A ce stade, le litige porte uniquement sur le paiement des heures de travail supplémentaires.
Selon l’arrêt attaqué, l’employé ne peut pas prétendre à la rémunération des heures supplémentaires au sens de l’art. 321c al. 3 CO, malgré l’absence d’un accord dérogatoire passé par écrit. Pour la cour cantonale, le recourant commet un abus de droit en exerçant cette prétention alors qu’il ne pouvait ignorer la pratique de l’entreprise envers les conducteurs de travaux, consistant à ne pas compenser ni rémunérer les heures supplémentaires, et qu’il a accepté son salaire chaque mois durant cinq ans – y compris et surtout les augmentations successives et importantes – et des gratifications elles aussi croissantes, sans jamais réclamer le paiement ou la compensation des heures supplémentaires effectuées. En d’autres termes, l’employé a volontairement tardé à faire valoir la nullité de l’accord non écrit pour en retirer un avantage, soit la perception de généreuses prestations de la part de l’employeuse, qui ne les aurait certainement pas accordées dans la même mesure s’il avait rapidement et périodiquement réclamé le paiement de ses heures supplémentaires.
En revanche, la cour cantonale a jugé que l’employé avait droit à l’indemnité pour travail supplémentaire prévue par l’art. 13 al. 1 LTr (RS 822.11) à partir de la 61ème heure supplémentaire accomplie dans l’année. En effet, s’il est possible, en droit privé, que le travailleur renonce à l’avance au paiement des heures supplémentaires, tel n’est pas le cas en droit public, la règle impérative de l’art. 13 LTr empêchant toute dérogation au principe de la rétribution du travail supplémentaire au taux de 125 %. Faute d’avoir instauré de manière claire et précise un système de rémunération ou de compensation du travail supplémentaire effectué, l’employeuse ne peut pas invoquer un abus de droit de la part de l’employé qui prétend à la rétribution des heures accomplies à ce titre.

• **Extraits du corpus**
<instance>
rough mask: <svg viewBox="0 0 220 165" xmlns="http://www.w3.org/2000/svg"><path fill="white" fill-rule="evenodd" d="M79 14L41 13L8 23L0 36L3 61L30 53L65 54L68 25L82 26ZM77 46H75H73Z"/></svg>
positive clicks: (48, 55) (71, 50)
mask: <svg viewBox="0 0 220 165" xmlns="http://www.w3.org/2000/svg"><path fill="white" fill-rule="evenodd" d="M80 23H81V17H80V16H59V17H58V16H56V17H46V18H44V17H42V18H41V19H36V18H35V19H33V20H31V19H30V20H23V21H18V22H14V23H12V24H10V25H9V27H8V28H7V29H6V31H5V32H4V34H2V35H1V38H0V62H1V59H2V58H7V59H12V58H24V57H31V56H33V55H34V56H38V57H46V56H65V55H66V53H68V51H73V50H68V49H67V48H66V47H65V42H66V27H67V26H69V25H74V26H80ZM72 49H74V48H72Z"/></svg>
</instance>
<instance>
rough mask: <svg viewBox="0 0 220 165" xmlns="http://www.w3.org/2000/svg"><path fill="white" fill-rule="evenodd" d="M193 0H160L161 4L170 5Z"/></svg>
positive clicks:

• **Explorer le texte**
A – Traduisez en anglais cette phrase du passage sur les heures supplémentaires : « Faute d’avoir instauré de manière claire et précise un système de rémunération ou de compensation du travail supplémentaire effectué, l’employeuse ne peut pas invoquer un abus de droit de la part de l’employé qui prétend à la rétribution des heures accomplies à ce titre. »
B – Citez le passage sur les heures supplémentaires depuis « En revanche, la » jusqu'à « à ce titre. ».

• **Réponses aux tâches**
A – Having failed to establish, in a clear and precise manner, a system for paying or compensating the overtime work performed, the employer cannot invoke an abuse of rights on the part of the employee who claims payment for the hours worked on that basis.

B –
En revanche, la cour cantonale a jugé que l’employé avait droit à l’indemnité pour travail supplémentaire prévue par l’art. 13 al. 1 LTr (RS 822.11) à partir de la 61ème heure supplémentaire accomplie dans l’année. En effet, s’il est possible, en droit privé, que le travailleur renonce à l’avance au paiement des heures supplémentaires, tel n’est pas le cas en droit public, la règle impérative de l’art. 13 LTr empêchant toute dérogation au principe de la rétribution du travail supplémentaire au taux de 125 %. Faute d’avoir instauré de manière claire et précise un système de rémunération ou de compensation du travail supplémentaire effectué, l’employeuse ne peut pas invoquer un abus de droit de la part de l’employé qui prétend à la rétribution des heures accomplies à ce titre.